# Task prompt
The pictures stay out. Please retype every line below exactly.

Source records START

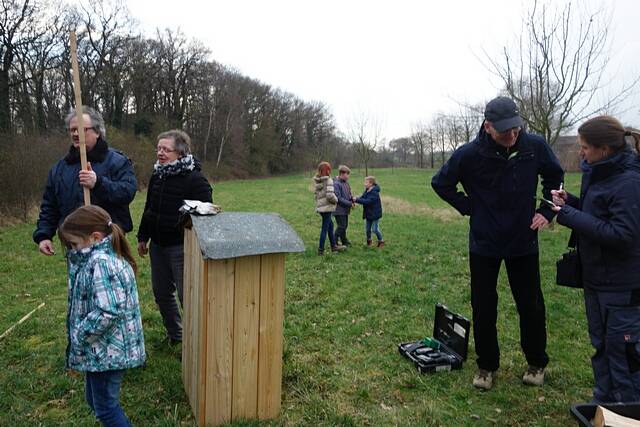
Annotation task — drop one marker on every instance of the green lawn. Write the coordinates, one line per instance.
(344, 316)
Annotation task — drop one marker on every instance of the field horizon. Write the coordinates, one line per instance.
(345, 314)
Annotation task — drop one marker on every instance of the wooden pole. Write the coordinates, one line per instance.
(80, 118)
(8, 331)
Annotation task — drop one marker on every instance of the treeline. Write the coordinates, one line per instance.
(239, 125)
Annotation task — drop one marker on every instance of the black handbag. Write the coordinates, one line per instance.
(568, 267)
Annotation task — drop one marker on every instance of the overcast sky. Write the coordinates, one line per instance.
(401, 61)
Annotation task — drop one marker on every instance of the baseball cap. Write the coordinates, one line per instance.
(503, 114)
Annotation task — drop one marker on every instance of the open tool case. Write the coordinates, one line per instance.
(447, 349)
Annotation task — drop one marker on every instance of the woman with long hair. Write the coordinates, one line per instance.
(326, 202)
(606, 220)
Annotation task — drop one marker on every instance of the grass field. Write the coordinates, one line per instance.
(344, 316)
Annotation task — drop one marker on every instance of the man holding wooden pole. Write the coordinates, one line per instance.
(109, 177)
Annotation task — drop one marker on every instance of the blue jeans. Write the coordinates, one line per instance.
(614, 321)
(373, 225)
(327, 229)
(102, 391)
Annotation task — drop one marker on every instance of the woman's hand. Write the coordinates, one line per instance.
(46, 247)
(559, 197)
(142, 249)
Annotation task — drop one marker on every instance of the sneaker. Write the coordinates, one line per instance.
(534, 376)
(483, 379)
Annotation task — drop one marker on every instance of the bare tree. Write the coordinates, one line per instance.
(365, 132)
(402, 148)
(419, 141)
(439, 128)
(17, 19)
(557, 69)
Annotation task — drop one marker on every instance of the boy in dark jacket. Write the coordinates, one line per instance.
(342, 190)
(372, 209)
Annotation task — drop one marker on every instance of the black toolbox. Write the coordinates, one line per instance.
(447, 349)
(584, 412)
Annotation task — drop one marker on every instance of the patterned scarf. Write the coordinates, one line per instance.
(182, 165)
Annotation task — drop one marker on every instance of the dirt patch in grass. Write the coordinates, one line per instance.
(402, 207)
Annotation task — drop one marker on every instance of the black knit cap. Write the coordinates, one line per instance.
(503, 114)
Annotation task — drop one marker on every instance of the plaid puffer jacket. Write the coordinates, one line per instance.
(103, 320)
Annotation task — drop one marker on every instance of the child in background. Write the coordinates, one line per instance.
(372, 209)
(103, 319)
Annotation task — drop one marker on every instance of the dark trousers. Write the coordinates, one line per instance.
(102, 391)
(326, 230)
(524, 280)
(614, 330)
(167, 266)
(342, 222)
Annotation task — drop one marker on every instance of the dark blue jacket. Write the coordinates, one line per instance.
(500, 189)
(342, 189)
(371, 204)
(114, 190)
(606, 219)
(161, 217)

Source records END

# Output of the exercise
Annotation task — drop one marker on every instance of the green lawn. Write the coordinates, one line per instance.
(344, 316)
Annotation task — drop one marker on every instance of the field horizon. Write the coordinates, one line per instance.
(345, 314)
Annotation task — drop one marker on every instance of the wooden pole. Write the coordinates, one line per instance.
(80, 118)
(8, 331)
Annotation task — drop one marker on every instance of the treeline. Write the coordinates, one line per instance.
(239, 125)
Annotation task — drop one marker on every instance of the black handbag. Write the coordinates, one line per instance.
(568, 267)
Annotation task — drop one marker on every instance of the overcast sky. Write the coordinates, one line per instance.
(401, 61)
Annotation task — drop one marker on every instance of the baseball cap. Write the coordinates, one line per instance.
(503, 114)
Annotation task — drop one marker on every instance of the open tool case. Write the coordinates, one line per instance.
(447, 349)
Annotation task — drop one marker on every instance of the woman with long hair. Write the coordinates, one line per instance.
(326, 202)
(606, 220)
Annotation task — drop one marker on every instance of the grass field. Write the coordinates, one line per instance.
(344, 316)
Annotation task — drop one marker on every instance of the man holding wooden pole. Write the coordinates, one line per instance.
(109, 177)
Annotation task — drop one marker on every instance of the blue jeans. Write the coordinates, one line per instance.
(614, 321)
(373, 225)
(327, 229)
(102, 391)
Annotation task — drop one marker on every instance of the woman's hand. Write the coordinates, one line per instance.
(46, 247)
(559, 197)
(142, 249)
Annotation task — drop one marker on every instance of the sneaker. Write the coordinates, one line per instance.
(534, 376)
(483, 379)
Annotation task — drop one marker on every instance of the bare tree. Write the coordinates, one line per instance.
(365, 132)
(402, 148)
(419, 141)
(439, 128)
(17, 19)
(557, 69)
Annotation task — drop one marker on every instance of the boy in dark jacket. Write the coordinates, one line per instance.
(342, 190)
(372, 209)
Annotation task — drop one marker on every instance of the black toolbox. Write the coordinates, one line per instance.
(447, 349)
(584, 412)
Annotation task — drop one marker on every instance of the patterned scarf. Write the coordinates, one line per instance.
(182, 165)
Annotation task — drop one marker on every instance of the dirt patch in grass. Write the coordinates, one line per instance.
(402, 207)
Annotation task — drop one marker on every instance of the black knit cap. Write the coordinates, one line per instance.
(503, 114)
Annotation task — drop one marker on every instance of the plaid puffer jacket. Write the coordinates, one line per instance.
(103, 320)
Annotation task — drop one marker on every instance of the child in background. Write the coordinates, one line per instance.
(372, 209)
(103, 319)
Annotation task — drop one marker on every instance of the dark trousers. Write the coordinates, one line per instance.
(102, 391)
(326, 230)
(524, 280)
(614, 330)
(167, 266)
(342, 222)
Annotation task — drop one marker on every instance of the dark blue jacket. Write the coordinates, one line per instance.
(500, 189)
(342, 189)
(371, 204)
(114, 190)
(606, 219)
(161, 217)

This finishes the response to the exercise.